* Dataset items:
--------------------------------------------------

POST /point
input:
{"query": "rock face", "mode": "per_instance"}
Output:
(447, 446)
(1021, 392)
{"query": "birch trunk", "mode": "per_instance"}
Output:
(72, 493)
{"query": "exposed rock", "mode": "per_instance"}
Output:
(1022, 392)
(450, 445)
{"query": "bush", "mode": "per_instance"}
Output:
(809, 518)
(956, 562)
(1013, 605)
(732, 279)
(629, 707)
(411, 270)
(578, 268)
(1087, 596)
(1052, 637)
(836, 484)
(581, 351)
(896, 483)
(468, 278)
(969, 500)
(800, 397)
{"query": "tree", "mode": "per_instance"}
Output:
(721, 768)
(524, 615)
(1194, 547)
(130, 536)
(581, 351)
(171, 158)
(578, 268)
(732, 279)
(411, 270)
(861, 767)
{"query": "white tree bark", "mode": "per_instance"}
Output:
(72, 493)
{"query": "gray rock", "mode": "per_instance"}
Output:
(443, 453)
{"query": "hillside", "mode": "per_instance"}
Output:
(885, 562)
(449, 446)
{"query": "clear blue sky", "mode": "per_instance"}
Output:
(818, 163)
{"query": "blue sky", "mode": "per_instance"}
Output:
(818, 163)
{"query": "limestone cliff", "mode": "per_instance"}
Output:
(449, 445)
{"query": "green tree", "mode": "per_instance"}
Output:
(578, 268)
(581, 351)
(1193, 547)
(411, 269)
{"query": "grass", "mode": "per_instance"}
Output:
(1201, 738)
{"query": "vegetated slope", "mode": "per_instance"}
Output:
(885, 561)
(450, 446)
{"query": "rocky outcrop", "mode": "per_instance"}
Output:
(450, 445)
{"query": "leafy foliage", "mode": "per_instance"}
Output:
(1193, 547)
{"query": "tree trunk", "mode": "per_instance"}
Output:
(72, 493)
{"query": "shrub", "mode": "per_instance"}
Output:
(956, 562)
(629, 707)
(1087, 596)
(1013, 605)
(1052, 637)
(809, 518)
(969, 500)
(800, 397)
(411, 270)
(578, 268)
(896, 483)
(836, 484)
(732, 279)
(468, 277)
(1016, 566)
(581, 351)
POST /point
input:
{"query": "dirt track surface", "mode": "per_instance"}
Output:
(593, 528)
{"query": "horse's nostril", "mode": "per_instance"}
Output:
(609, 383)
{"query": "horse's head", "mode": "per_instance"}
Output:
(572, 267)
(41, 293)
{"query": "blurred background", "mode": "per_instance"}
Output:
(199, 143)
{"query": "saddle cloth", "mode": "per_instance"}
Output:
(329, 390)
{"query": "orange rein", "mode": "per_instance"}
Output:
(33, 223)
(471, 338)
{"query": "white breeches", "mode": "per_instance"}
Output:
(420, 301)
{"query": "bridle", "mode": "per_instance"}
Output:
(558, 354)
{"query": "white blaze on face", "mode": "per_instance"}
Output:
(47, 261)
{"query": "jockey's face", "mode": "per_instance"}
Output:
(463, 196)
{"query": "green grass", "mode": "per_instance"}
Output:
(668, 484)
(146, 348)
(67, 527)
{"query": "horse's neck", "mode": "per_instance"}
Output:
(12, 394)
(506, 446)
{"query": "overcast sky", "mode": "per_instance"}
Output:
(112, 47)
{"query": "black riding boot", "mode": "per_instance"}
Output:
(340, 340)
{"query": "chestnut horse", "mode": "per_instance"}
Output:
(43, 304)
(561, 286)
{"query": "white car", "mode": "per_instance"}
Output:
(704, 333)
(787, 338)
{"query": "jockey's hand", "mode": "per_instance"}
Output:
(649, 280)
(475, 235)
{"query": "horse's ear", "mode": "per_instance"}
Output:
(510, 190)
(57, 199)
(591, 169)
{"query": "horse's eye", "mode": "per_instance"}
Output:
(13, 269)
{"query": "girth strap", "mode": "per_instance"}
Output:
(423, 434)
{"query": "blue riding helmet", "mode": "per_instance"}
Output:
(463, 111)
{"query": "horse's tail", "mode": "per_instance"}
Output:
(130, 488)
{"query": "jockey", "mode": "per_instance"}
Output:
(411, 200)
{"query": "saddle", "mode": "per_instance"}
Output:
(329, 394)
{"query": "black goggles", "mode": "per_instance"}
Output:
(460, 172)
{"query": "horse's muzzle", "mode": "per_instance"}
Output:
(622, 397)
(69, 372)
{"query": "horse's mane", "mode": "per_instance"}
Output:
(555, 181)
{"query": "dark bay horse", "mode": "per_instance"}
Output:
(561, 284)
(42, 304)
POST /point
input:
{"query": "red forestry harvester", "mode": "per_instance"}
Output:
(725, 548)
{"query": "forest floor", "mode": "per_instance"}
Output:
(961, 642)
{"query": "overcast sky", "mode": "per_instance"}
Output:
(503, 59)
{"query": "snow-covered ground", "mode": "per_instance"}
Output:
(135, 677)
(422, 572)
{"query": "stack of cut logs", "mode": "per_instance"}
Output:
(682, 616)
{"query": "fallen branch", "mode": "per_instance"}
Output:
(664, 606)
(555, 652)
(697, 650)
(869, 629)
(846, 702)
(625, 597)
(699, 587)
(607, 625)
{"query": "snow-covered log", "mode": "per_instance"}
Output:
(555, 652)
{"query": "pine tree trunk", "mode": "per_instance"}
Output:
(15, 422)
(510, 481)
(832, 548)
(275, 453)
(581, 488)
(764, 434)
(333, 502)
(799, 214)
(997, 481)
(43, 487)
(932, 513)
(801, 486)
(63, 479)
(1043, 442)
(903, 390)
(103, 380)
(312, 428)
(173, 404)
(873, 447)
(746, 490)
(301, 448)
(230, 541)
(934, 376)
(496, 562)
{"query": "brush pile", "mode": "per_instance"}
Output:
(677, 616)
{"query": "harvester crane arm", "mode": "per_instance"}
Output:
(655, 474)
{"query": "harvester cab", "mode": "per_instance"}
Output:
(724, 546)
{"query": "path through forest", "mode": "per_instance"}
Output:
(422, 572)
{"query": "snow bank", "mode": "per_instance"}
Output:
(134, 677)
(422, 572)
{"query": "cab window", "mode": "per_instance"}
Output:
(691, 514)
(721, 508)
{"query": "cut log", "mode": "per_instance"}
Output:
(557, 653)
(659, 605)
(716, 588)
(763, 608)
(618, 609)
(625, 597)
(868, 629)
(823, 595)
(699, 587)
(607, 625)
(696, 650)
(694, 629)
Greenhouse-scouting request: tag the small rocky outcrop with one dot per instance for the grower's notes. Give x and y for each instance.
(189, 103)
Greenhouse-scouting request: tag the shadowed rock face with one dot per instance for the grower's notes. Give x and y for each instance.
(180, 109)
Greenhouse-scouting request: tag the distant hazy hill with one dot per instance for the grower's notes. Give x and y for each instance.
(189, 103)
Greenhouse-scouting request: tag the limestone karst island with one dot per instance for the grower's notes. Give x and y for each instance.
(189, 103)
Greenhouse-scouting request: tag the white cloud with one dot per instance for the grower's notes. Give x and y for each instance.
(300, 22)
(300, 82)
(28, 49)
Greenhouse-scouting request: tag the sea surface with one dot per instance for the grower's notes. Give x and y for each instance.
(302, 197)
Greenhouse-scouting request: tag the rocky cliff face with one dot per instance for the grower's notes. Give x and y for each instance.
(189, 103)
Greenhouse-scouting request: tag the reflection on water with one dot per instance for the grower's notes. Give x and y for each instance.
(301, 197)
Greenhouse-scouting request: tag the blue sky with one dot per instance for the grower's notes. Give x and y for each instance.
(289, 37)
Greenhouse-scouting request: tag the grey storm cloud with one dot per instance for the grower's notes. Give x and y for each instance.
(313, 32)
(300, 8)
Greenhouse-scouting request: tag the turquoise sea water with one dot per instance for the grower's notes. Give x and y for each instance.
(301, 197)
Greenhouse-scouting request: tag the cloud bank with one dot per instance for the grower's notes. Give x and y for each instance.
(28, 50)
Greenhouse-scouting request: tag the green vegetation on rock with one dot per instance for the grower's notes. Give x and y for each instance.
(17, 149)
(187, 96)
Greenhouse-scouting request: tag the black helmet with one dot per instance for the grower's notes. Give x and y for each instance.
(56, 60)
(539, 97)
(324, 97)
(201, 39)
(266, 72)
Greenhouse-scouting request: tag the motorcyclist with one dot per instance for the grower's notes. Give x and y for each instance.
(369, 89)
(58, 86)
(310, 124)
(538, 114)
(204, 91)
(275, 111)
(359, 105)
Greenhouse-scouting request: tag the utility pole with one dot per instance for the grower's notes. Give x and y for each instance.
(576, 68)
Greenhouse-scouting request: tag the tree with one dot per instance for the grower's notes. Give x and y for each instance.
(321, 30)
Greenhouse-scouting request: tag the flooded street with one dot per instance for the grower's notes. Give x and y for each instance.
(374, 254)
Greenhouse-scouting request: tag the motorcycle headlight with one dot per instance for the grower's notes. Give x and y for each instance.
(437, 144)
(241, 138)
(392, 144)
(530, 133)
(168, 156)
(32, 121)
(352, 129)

--------------------------------------------------

* Your assignment:
Across the records, count the lines holding the string "snow". Give the number and stop.

* Exercise response:
3